### やること:
イーサネットのアドレスについての本文を読んで、次の問いに答えてください。
(a) MACアドレスは何バイトの2進数ですか。
(b) ほとんどのコンピュータは、MACアドレスをどんな形で表示しますか。
(c) イーサネットLANの1つのインターフェイスを表すアドレスは、よく何と呼ばれますか。

### 本文の抜き出し:
イーサネットネットワークでのデータ送信
イーサネットのアドレッシング
イーサネットの送信元と宛先のアドレスフィールドは、CCENT/CCNA試験に出題されるイーサネット処理の大半で重要な役割を担っています。一般的な考え方は単純で、送信元のノードがそのアドレスを送信元アドレスフィールドに指定し、宛先として想定しているデバイスのアドレスを宛先アドレスフィールドに指定します。送信元のノードはフレームを送信し、イーサネットLAN全体がそのフレームを正しい宛先に届けてくれるものと考えます。
イーサネットアドレスは、MAC(Media Access Control)アドレスとも呼ばれる6バイト(48ビット)の2進数です。ほとんどのコンピュータは、MACアドレスを12桁の16進数として表示します。Ciscoのデバイスは、一般に、数字を読みやすくするためにピリオド(.)も追加します。たとえばCiscoのスイッチでは、MACアドレスが0000.0C12.3456のように表示されるかもしれません。
ほとんどのMACアドレスは1つのNICまたはイーサネットポートを表すため、よくユニキャストイーサネットアドレスと呼ばれます。ユニキャストは、そのアドレスがイーサネットLANの1つのインターフェイスを表すという意味にすぎません。対照的に、ブロードキャストやマルチキャストと呼ばれるイーサネットアドレスもあります。これらについては、後ほど説明します。

### 資料:
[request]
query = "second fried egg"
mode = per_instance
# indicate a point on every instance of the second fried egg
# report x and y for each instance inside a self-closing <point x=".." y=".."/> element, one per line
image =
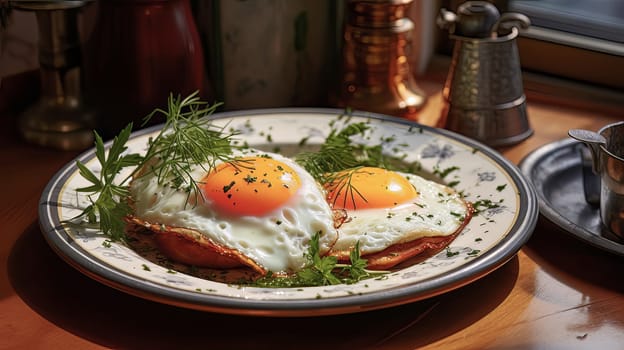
<point x="385" y="208"/>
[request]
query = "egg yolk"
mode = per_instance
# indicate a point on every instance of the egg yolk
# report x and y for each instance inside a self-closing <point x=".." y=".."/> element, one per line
<point x="251" y="186"/>
<point x="368" y="187"/>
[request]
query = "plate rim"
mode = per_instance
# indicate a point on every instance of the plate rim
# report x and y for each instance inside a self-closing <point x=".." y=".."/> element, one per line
<point x="499" y="254"/>
<point x="528" y="164"/>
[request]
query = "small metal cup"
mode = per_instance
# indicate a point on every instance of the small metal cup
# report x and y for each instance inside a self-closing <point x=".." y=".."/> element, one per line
<point x="607" y="150"/>
<point x="611" y="170"/>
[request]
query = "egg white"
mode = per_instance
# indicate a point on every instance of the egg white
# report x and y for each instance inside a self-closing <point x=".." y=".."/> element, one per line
<point x="277" y="241"/>
<point x="436" y="211"/>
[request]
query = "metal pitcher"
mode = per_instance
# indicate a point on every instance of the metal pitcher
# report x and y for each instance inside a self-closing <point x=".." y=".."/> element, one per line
<point x="484" y="95"/>
<point x="607" y="149"/>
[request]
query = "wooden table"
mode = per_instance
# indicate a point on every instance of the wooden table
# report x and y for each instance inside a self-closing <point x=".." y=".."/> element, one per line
<point x="557" y="293"/>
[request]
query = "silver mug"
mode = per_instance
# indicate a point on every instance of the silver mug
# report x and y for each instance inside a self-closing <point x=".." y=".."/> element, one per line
<point x="607" y="149"/>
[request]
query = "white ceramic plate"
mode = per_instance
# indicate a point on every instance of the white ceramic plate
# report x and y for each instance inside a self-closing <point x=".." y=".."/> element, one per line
<point x="490" y="239"/>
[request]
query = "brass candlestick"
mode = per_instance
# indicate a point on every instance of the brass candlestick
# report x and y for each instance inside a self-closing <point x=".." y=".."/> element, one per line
<point x="58" y="119"/>
<point x="376" y="75"/>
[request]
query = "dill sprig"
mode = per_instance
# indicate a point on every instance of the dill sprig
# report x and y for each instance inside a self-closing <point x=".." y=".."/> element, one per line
<point x="107" y="209"/>
<point x="188" y="139"/>
<point x="338" y="152"/>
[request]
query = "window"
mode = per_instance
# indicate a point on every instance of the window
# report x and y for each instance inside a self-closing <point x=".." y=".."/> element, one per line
<point x="577" y="39"/>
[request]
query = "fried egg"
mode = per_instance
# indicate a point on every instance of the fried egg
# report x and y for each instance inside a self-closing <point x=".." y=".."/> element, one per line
<point x="386" y="208"/>
<point x="263" y="205"/>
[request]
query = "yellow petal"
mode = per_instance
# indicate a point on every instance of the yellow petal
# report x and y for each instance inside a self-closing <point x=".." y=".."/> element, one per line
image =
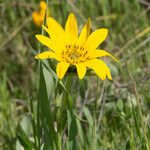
<point x="85" y="32"/>
<point x="101" y="53"/>
<point x="49" y="43"/>
<point x="81" y="70"/>
<point x="96" y="38"/>
<point x="71" y="29"/>
<point x="36" y="19"/>
<point x="43" y="5"/>
<point x="61" y="69"/>
<point x="48" y="54"/>
<point x="100" y="68"/>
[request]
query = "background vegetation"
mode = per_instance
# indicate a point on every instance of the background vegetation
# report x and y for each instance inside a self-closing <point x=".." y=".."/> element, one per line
<point x="92" y="114"/>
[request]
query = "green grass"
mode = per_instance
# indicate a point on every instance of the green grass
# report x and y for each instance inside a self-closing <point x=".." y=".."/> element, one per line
<point x="37" y="111"/>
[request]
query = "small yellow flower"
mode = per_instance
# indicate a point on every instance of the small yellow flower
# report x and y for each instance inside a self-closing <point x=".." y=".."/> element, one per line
<point x="69" y="49"/>
<point x="38" y="17"/>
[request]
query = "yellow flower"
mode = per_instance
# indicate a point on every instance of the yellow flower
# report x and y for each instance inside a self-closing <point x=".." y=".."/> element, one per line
<point x="38" y="17"/>
<point x="69" y="49"/>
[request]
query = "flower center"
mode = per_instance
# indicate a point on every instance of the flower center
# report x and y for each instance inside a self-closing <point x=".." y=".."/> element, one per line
<point x="74" y="54"/>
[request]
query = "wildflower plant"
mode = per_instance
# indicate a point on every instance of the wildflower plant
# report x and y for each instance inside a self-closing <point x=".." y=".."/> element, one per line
<point x="70" y="49"/>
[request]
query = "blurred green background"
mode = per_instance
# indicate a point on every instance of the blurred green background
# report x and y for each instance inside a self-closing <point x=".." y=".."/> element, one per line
<point x="124" y="103"/>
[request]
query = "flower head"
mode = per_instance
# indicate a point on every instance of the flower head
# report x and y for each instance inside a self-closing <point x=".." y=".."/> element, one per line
<point x="69" y="49"/>
<point x="38" y="17"/>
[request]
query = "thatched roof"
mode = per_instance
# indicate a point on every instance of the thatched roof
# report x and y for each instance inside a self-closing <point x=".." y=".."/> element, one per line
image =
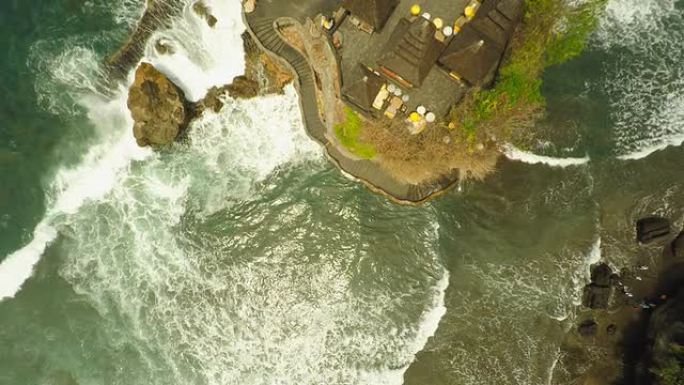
<point x="475" y="52"/>
<point x="373" y="12"/>
<point x="472" y="56"/>
<point x="362" y="91"/>
<point x="412" y="51"/>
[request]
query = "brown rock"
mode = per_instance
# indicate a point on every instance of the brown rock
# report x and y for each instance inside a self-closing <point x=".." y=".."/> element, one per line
<point x="677" y="246"/>
<point x="243" y="87"/>
<point x="158" y="107"/>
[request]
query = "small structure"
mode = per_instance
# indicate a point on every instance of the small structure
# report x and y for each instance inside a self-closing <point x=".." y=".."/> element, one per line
<point x="371" y="14"/>
<point x="411" y="52"/>
<point x="362" y="92"/>
<point x="475" y="52"/>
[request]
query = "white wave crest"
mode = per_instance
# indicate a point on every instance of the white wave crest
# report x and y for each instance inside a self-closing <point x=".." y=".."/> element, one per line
<point x="643" y="80"/>
<point x="76" y="71"/>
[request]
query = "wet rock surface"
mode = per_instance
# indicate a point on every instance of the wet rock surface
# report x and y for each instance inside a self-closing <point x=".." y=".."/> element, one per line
<point x="587" y="328"/>
<point x="666" y="339"/>
<point x="158" y="107"/>
<point x="652" y="228"/>
<point x="598" y="292"/>
<point x="203" y="11"/>
<point x="676" y="248"/>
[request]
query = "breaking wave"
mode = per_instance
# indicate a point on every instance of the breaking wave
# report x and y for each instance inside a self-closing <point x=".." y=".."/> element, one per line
<point x="204" y="264"/>
<point x="643" y="79"/>
<point x="514" y="153"/>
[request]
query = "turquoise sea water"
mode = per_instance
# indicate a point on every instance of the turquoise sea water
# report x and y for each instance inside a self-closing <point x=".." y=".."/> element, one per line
<point x="244" y="257"/>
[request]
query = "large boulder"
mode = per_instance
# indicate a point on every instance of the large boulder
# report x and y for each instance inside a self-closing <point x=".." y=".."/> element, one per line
<point x="158" y="107"/>
<point x="652" y="228"/>
<point x="598" y="292"/>
<point x="587" y="328"/>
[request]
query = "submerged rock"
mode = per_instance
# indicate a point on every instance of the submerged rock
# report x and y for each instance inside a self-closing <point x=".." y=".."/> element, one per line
<point x="158" y="107"/>
<point x="243" y="87"/>
<point x="204" y="12"/>
<point x="652" y="228"/>
<point x="666" y="342"/>
<point x="597" y="294"/>
<point x="677" y="246"/>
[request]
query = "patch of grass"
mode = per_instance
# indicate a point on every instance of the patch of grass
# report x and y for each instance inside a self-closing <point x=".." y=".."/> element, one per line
<point x="348" y="133"/>
<point x="551" y="32"/>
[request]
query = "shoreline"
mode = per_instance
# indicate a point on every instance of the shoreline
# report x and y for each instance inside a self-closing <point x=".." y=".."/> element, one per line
<point x="366" y="171"/>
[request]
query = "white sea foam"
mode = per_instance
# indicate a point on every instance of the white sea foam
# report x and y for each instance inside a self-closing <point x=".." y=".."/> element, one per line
<point x="218" y="304"/>
<point x="644" y="83"/>
<point x="72" y="187"/>
<point x="584" y="274"/>
<point x="514" y="153"/>
<point x="75" y="71"/>
<point x="191" y="37"/>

### 正しい答え:
(a) 6バイト(48ビット)
(b) 12桁の16進数
(c) ユニキャストイーサネットアドレス